Written exercise :: Rescale the material below by writing out again only the lines from the line with "Report one point per instance of the blue sign" up to and including the line with "94), (626, 120)]", requests included, with every point coordinate in the answers multiplied by 1.55 and rounded to a whole number, halves rounded up. Leave all other numbers unchanged.

Excerpted data ::
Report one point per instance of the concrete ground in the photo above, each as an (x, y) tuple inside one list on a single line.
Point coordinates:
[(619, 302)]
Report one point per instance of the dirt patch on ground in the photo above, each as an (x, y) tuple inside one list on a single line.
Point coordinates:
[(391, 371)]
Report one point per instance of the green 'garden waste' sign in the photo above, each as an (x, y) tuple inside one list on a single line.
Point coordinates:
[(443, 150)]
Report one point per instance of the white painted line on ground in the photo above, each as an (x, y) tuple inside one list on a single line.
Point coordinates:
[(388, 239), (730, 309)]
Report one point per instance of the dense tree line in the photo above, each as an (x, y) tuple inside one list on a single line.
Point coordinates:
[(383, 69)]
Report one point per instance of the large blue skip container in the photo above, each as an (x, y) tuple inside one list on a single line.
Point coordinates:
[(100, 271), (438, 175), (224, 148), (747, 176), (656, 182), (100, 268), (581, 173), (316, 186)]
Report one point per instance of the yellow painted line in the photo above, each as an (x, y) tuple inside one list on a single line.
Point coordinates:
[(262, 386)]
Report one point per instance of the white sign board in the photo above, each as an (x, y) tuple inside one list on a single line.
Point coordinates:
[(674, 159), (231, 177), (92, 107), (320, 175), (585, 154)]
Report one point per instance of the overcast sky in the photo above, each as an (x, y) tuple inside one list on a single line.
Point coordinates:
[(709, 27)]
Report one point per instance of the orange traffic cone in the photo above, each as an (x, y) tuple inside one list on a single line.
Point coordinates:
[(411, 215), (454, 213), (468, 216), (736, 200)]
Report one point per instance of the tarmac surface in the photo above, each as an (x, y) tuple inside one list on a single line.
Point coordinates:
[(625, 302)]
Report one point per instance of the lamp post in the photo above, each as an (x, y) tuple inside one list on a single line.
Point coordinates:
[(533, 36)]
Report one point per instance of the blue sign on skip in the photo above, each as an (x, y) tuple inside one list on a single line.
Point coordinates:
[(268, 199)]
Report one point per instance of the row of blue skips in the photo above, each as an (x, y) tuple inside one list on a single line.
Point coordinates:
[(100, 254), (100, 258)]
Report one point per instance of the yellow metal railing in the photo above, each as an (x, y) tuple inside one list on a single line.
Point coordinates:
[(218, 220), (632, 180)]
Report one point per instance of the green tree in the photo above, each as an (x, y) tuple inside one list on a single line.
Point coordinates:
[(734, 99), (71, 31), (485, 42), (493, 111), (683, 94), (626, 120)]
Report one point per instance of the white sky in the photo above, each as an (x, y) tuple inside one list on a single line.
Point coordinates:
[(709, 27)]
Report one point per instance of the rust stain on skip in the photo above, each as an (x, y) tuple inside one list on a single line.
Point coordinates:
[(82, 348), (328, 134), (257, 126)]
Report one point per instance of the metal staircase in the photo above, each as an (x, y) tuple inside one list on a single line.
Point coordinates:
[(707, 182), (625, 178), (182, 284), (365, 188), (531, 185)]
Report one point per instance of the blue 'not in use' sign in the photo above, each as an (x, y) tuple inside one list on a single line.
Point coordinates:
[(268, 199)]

--

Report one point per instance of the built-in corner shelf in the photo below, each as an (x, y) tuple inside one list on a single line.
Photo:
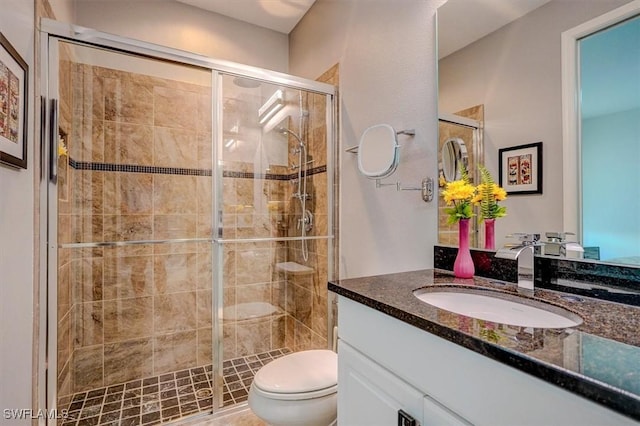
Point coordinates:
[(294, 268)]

Answer below ::
Report one point per instance of the blue sign on skip in the photo above, each as an (x, y) tuple inside one list on a single line.
Point coordinates:
[(415, 308)]
Report one point per instance of the row of blue skips in the photo above, each as an (x, y) tuple inside one list on a single line.
Point coordinates:
[(155, 394), (155, 400)]
Report one point per instance of the yellow metal railing in the photo above, each as an (x, y) tuple inside one list on a single line.
Point coordinates:
[(338, 341), (980, 279)]
Report one point per instance of the green tree in the photo above, each as an (x, y) tuple inside one list on a single line.
Point coordinates:
[(1138, 153), (110, 48), (752, 65), (764, 172), (1059, 146), (970, 186)]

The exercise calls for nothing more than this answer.